• _DOCUMENT SEGMENT_:
┌──

STRIPS: Introduction of STRIPS is one of our top priorities.
An informal interdepartmental Group in RBI on operationalisation of Separate
Trading for Registered Interest and Principal of Securities (STRIPS) has recommended
certain system requirement specifications which are being evaluated internally.
Meanwhile, steps have been taken to realign the coupon payments dates on four
identified dates so as to create a critical mass for issue of coupon STRIPS.
Necessary enabling legal provisions are expected to come into effect as and
when the Government Securities Bill is introduced and passed by Parliament soon.
With introduction of STRIPS, the long felt needs of the market in the areas
of ALM mismatches and better cash flow management would be addressed, besides,
improving the opportunities for the retail segment for investing in long term
discount instruments.
Capital Indexed Bonds: The RBI proposes to reintroduce
Capital Indexed Bonds (CIBs) with modified features. The proposed CIB, in line
with structures prevalent internationally, would offer inflation linked returns
both on the coupons and the principal repayments. The proposed CIB would be
offered with market determined real coupon rate, which would remain fixed during
the currency of the bonds. The semi-annual coupon payments on the bonds would
be made by applying the fixed real coupon rate to the inflation-adjusted principal.
The principal repayment at maturity would be the inflation-adjusted principal
amount or its original par value, whichever is greater, thus providing an in-built
insurance that at the time of redemption the principal value would not fall
below par. The proposal for the reintroduction of such CIB is under discussion
with the Government. Our proposals on the characteristics of capital indexed
bonds have also been put on our website to elicit expert and market views. We
will welcome any views you might have on the appropriate design of these instruments.
It may be indicated that CIB was introduced in December 1997 which matured in
December 2002. No subsequent issue has been made till date.

└──

• _TASK 1_:
Which lines of the entries contain the string "bare"? Pick out each one and copy it in full.
• _TASK 2_:
Can you carry on the passage on STRIPS and capital indexed bonds, picking up after its final sentence?
The passage on STRIPS and capital indexed bonds and the entries come from separate, unrelated sources.

Records:
┌──

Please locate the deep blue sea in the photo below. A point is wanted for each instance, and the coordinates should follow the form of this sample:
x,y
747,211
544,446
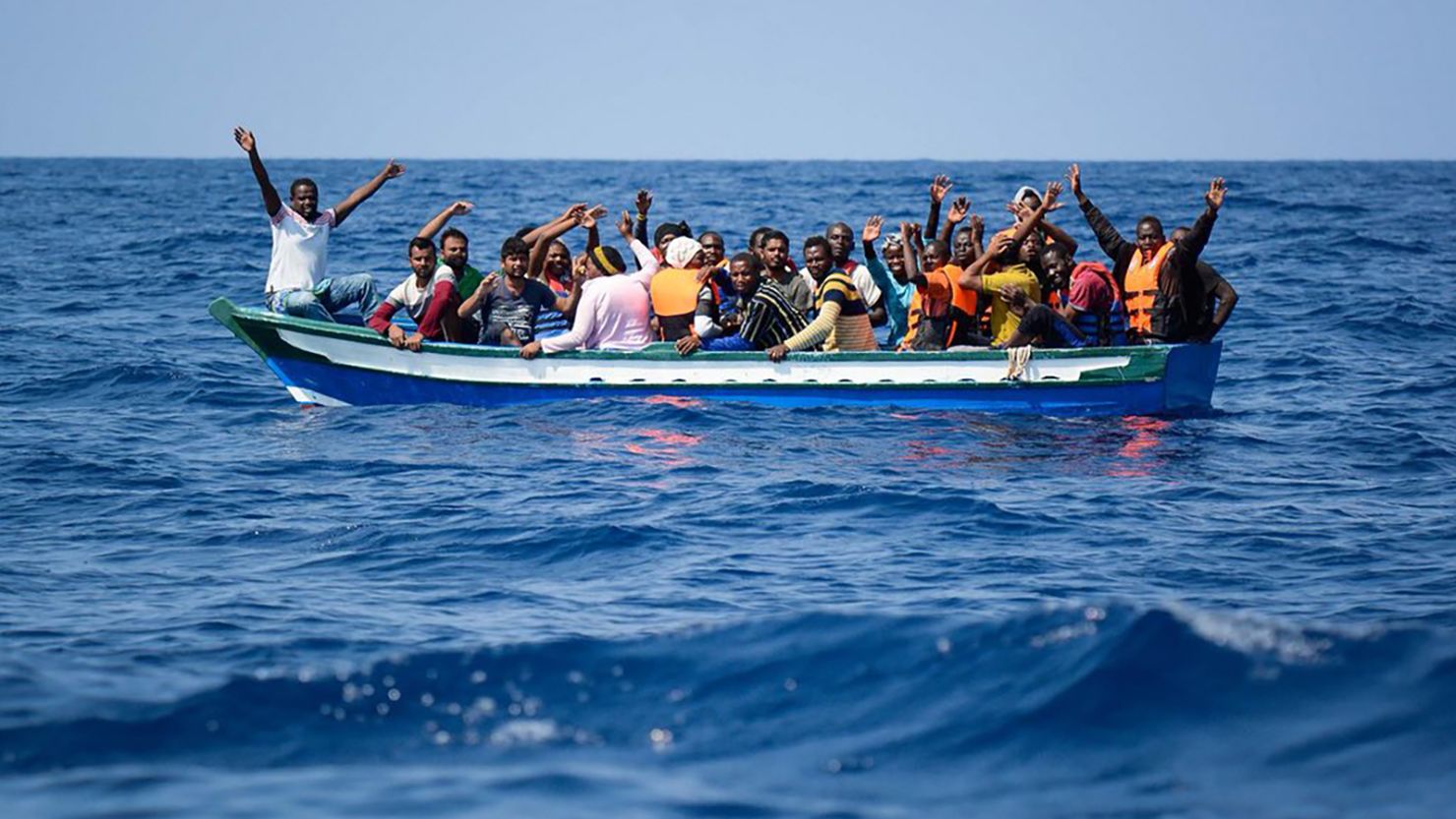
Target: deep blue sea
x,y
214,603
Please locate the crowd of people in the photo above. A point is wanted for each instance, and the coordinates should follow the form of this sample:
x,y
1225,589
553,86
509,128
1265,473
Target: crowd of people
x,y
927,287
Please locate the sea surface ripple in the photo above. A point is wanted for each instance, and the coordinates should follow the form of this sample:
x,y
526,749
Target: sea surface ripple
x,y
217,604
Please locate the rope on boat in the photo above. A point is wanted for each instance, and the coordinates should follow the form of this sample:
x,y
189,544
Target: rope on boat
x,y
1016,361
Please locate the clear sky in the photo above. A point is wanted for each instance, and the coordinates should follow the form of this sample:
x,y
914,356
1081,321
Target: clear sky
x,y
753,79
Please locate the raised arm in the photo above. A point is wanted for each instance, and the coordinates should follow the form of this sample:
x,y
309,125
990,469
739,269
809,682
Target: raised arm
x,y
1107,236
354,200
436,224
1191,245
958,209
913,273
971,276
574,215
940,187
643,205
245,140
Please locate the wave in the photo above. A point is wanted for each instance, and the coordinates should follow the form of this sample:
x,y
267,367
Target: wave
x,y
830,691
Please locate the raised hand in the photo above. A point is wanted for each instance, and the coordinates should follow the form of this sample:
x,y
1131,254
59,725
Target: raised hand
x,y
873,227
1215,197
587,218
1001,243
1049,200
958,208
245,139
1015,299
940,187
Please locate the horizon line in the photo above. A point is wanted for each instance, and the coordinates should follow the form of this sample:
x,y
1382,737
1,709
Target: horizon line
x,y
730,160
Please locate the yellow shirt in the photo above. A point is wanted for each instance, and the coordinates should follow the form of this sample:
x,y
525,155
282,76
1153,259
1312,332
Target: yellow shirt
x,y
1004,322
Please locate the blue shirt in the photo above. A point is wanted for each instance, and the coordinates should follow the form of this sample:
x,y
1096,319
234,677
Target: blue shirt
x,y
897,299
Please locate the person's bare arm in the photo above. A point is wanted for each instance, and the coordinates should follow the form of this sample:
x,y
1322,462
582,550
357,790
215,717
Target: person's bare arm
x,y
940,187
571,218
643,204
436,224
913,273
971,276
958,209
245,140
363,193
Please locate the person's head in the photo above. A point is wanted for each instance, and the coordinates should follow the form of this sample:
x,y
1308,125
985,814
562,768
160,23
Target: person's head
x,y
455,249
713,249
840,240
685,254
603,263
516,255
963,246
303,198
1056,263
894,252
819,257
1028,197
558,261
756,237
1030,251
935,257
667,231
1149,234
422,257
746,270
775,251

└──

• _RESULT 1_:
Please locate the person's bare arm in the photo above. A point is wanted for each instance, and the coordinates should follow the form of this sample:
Target: person's bare arm

• _RESULT 2_:
b) Screen-based Trading of Government Securities
A countrywide, anonymous, screen based, order driven system
for trading in government securities introduced in the stock exchanges (NSE,
BSE and OTCEI) in January 2003 has continued to suffer from very poor trading
volumes during 2003-04. In order to examine the various issues related to the
successful operationalisation of the screen-based trading, a Working Group on
Screen Based Trading in Government Securities was constituted. The Group has
made several recommendation relating to improving the NDS in terms of software
and hardware and linkages with INFINET, administration of NDS functioning, setting
up of an NDS user Group etc. The Group has also recommended that it would be
desirable to make available an anonymous, screen-based order driven trading
system for the NDS members in a Straight Through Processing (STP) mode. The
Group has also suggested in the Report several measures to develop the retail
gilt market on the exchanges. These include, obligation on market intermediaries
to provide two-way quotes, spreading awareness through concerted campaigns by
exchanges etc. The Group also highlighted the need for market making
on exchanges by the Primary Dealers.
As you are aware, the Reserve Bank of India has decided to
implement the recommendation relating to introduction of screen-based order
matching trading system on the NDS. The trading platform, called "RBI-NDS-GILTS-Order
Matching Segment, (or, NDS-OM, in short) is a part of RBI¡¦s NDS application.
It will be available to the NDS members in addition to the existing trading
mechanism. It will be temporarily hosted at CCIL pending installation of required
infrastructure at RBI. The new trading system will be audited by external experts
during the trial run phase to ensure robustness of security features and connectivity,
and efficiency of the system. The proposed system which was demonstrated by
CCIL to the market participants recently on August 11, 2004 is expected to go
live as soon as system integrity is ensured and appropriate training has been
imparted to traders in the NDS members. I am sure that this new option to the
market traders would go a long way in addressing some of the issues relating
to transparency, price discovery, credit risk etc.
c) Clearing of OTC Interest Rate Derivatives by
CCIL
A central counter party based clearing arrangement for OTC derivatives would
reduce counterparty risk and extend the benefits of netting. Accordingly, in
order to strengthen the OTC derivatives market and to mitigate the risks involved,
a clearing arrangement through CCIL for the OTC interest rate derivatives is
under examination. This measure is expected to strengthen the OTC interest rate
derivatives market.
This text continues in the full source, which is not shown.